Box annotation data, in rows
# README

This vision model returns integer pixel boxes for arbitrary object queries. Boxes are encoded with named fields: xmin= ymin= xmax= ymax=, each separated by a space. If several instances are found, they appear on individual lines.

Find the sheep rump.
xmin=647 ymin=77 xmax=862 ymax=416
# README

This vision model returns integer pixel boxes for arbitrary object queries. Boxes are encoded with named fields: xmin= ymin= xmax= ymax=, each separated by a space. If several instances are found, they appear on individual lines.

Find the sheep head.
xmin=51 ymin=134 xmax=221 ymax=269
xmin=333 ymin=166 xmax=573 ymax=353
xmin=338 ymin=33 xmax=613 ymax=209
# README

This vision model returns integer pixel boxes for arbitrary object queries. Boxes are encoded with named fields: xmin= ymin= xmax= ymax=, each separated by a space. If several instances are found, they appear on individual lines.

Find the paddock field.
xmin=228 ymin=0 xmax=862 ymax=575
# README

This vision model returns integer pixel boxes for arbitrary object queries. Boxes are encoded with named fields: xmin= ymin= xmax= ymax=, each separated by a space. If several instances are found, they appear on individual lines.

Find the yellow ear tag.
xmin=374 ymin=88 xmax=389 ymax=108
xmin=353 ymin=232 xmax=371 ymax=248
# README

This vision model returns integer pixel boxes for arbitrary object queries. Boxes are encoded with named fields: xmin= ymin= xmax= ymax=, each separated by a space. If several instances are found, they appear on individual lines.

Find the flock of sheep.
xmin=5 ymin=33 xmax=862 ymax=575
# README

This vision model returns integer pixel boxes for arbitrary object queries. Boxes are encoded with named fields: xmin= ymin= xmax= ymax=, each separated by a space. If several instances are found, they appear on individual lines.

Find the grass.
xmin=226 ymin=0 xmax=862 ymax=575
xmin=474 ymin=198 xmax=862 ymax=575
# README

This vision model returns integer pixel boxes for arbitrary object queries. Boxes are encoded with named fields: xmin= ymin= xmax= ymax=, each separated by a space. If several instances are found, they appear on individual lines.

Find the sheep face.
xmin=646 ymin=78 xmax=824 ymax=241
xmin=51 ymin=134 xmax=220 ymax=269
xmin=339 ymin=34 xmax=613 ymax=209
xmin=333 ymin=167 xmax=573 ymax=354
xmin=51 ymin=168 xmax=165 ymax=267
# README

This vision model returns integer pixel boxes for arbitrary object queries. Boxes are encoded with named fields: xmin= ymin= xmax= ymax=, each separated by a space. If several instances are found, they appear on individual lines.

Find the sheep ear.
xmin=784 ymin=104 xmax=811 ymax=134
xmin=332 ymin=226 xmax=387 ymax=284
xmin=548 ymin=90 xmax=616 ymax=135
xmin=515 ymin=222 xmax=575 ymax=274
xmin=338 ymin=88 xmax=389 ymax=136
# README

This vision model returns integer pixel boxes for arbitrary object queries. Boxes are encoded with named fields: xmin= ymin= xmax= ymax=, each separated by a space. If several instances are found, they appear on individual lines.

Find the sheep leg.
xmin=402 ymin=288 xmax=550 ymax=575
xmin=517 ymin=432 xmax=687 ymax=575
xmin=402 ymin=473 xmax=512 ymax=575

EXERCISE REQUIREMENTS
Which lines above contain the word "sheep"? Locate each one and copy it out.

FINAL RESULT
Find the sheep rump.
Find the sheep head.
Find the flock of sheep.
Find the sheep face.
Find the sheep ear.
Find the sheep leg.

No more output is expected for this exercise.